## Objective
Pick out every line of the listing below that contains the word "wicker", copying each one in full. Case counts.
--- Start Extracted records ---
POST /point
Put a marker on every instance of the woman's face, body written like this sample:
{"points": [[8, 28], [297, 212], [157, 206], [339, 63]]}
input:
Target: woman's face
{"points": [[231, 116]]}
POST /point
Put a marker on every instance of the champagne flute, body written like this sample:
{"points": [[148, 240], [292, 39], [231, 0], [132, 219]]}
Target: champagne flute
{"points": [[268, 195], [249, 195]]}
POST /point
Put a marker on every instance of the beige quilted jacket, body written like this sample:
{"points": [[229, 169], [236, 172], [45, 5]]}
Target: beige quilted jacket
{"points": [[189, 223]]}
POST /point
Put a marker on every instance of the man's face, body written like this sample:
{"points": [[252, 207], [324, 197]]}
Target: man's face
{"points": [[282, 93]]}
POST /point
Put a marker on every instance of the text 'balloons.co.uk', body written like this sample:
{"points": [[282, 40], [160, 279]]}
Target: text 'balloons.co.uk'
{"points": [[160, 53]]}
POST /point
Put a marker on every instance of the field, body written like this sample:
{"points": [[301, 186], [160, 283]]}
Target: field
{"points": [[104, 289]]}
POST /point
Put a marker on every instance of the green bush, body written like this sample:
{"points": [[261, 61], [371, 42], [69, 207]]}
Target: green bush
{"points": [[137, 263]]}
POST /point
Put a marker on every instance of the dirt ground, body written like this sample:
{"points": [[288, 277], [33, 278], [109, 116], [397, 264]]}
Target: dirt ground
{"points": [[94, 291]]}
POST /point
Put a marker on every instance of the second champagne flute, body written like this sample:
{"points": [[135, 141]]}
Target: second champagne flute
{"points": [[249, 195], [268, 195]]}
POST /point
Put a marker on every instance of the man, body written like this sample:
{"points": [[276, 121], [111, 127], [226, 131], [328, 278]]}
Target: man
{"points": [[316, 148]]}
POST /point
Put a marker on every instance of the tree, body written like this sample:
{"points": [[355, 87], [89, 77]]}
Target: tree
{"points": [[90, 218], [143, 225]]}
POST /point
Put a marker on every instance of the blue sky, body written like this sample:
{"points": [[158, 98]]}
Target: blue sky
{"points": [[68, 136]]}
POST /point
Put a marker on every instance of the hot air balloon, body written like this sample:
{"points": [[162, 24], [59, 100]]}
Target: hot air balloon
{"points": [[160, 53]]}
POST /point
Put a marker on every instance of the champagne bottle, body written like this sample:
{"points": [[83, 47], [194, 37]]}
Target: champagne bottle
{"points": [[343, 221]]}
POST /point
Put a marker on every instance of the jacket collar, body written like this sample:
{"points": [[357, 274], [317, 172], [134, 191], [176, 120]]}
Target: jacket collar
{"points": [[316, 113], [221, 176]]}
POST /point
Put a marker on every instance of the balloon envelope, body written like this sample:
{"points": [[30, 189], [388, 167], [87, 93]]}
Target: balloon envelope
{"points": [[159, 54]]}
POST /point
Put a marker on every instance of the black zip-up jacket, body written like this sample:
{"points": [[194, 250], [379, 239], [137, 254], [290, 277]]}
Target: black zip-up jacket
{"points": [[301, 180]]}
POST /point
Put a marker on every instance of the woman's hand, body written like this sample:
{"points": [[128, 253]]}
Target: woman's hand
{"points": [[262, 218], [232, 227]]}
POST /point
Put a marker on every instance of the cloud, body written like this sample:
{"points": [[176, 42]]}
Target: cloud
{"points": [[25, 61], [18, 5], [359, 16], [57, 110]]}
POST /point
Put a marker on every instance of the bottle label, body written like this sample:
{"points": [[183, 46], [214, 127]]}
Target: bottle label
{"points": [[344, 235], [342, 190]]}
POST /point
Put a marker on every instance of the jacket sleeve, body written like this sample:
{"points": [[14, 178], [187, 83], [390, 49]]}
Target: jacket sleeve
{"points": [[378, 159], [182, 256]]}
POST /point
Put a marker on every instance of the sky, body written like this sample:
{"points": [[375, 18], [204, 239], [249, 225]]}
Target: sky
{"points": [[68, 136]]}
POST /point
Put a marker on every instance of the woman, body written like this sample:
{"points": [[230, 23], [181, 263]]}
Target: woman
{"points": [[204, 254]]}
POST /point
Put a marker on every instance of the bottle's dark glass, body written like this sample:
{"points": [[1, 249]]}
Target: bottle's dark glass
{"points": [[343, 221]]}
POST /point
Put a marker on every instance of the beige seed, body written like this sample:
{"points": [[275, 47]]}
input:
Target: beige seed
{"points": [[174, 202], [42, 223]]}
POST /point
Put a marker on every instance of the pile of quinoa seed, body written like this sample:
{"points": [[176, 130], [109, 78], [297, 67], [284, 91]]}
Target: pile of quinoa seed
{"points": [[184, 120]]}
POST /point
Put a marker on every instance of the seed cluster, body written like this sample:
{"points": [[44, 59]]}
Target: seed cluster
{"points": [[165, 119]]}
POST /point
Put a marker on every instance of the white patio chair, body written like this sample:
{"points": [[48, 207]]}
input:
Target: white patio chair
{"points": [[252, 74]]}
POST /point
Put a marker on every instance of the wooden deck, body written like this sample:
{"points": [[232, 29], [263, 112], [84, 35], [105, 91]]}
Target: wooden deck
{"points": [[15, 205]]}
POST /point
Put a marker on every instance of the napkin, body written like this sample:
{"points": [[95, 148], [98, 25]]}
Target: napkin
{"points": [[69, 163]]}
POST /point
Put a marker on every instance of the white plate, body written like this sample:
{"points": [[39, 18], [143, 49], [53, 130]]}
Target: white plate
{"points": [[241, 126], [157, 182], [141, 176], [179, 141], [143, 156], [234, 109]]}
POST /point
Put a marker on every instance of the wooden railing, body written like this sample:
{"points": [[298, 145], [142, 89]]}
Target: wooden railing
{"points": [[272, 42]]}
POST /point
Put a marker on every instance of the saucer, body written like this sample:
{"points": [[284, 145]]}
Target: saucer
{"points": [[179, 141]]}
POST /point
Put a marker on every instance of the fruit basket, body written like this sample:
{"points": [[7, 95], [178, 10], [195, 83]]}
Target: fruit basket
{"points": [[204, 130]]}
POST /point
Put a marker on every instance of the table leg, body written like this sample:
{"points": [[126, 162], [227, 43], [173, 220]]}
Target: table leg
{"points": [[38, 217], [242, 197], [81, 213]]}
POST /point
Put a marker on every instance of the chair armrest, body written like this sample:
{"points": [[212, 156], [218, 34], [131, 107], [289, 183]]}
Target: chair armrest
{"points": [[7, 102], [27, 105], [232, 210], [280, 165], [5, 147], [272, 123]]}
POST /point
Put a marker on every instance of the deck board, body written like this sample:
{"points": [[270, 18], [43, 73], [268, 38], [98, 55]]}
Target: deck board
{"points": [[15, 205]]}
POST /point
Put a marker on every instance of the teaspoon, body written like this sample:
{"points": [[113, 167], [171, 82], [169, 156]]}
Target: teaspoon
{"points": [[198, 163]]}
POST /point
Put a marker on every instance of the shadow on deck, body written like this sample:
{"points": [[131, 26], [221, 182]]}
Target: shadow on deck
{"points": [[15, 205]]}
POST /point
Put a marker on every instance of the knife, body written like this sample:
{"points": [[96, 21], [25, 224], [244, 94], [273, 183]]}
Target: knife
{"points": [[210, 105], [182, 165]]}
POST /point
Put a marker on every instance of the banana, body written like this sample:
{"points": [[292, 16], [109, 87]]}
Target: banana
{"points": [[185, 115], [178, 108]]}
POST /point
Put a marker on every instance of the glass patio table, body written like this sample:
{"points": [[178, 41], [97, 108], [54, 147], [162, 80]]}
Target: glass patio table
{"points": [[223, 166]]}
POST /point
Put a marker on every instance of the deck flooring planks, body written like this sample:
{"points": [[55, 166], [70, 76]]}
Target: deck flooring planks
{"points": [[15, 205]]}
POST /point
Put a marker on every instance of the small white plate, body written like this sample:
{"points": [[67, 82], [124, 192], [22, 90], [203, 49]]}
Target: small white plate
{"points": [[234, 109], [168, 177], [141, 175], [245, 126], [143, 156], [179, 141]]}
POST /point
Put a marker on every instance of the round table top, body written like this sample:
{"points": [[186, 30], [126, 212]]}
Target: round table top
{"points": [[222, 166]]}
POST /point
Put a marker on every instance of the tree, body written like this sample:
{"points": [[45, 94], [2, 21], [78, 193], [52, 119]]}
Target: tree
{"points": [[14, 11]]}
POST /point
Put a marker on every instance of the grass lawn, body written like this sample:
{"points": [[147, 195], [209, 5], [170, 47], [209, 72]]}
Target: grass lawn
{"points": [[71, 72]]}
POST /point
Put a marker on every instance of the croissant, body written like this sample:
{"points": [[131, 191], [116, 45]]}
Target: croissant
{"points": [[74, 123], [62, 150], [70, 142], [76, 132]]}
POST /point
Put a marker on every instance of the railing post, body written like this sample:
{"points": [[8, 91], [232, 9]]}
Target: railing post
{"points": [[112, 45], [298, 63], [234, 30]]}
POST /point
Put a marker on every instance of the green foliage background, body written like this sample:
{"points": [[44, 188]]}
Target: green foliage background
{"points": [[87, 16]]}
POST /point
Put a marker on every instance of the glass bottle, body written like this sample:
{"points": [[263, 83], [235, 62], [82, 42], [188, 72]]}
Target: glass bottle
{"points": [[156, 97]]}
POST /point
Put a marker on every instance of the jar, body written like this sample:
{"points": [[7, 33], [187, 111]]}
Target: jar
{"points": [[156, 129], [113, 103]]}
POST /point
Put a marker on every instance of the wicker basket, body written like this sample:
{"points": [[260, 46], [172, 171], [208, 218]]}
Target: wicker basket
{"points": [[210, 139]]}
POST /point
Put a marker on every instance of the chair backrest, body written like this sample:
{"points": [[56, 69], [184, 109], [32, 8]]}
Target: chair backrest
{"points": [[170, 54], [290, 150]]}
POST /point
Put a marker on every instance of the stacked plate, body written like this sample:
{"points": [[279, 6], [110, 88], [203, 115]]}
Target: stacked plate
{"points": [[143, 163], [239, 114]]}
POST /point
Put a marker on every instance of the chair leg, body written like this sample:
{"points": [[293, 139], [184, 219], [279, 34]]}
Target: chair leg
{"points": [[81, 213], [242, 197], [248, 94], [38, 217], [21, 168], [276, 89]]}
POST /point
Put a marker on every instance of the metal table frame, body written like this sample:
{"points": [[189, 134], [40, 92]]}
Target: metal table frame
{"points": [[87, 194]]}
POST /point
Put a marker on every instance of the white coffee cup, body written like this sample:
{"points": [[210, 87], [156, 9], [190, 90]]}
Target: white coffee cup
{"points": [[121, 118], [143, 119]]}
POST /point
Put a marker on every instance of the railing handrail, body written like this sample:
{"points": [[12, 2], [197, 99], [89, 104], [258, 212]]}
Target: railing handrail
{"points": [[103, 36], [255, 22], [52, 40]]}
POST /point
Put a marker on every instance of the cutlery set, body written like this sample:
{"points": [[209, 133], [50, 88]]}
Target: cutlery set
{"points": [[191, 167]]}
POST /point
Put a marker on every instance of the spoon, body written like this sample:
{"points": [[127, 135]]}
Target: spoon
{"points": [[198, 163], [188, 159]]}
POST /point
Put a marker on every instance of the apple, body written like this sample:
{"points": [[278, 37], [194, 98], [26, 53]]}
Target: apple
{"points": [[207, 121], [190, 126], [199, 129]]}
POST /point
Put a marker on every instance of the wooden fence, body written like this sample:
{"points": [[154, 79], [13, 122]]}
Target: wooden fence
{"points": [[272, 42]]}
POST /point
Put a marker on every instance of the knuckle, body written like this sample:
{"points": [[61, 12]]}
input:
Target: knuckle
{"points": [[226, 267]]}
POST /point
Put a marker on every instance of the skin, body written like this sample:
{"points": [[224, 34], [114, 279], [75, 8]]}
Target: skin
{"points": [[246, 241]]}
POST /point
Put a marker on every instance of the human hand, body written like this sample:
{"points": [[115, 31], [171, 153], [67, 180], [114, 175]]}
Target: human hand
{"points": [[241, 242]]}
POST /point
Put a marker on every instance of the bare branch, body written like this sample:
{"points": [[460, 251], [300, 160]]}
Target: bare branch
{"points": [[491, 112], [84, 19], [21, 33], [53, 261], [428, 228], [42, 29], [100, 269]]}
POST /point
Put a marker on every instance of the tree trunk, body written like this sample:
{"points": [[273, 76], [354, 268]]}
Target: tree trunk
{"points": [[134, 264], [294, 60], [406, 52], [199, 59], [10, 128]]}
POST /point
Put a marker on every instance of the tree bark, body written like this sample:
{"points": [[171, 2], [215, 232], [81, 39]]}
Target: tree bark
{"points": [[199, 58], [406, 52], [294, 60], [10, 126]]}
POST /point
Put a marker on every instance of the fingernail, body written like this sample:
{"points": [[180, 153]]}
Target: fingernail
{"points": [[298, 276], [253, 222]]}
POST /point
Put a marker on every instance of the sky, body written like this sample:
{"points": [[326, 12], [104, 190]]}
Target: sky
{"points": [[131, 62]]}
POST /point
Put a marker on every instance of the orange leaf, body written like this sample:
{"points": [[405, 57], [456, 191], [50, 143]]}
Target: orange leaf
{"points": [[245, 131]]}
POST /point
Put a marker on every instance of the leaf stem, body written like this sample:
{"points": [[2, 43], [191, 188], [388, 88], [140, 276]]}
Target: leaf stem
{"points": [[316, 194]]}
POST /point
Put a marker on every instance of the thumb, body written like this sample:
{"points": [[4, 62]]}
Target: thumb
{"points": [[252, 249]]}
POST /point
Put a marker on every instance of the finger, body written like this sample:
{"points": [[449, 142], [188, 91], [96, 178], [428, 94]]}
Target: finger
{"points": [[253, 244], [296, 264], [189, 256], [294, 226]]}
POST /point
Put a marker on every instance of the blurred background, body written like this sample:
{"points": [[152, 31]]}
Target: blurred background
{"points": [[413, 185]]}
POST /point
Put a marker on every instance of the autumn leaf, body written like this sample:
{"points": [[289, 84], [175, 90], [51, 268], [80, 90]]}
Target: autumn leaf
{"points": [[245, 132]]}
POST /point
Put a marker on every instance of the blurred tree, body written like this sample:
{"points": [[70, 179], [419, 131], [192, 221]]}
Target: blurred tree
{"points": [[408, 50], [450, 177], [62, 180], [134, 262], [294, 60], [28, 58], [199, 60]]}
--- End Extracted records ---
## Answer to the problem
Put a marker on every instance of the wicker basket, body written like this sample:
Target: wicker basket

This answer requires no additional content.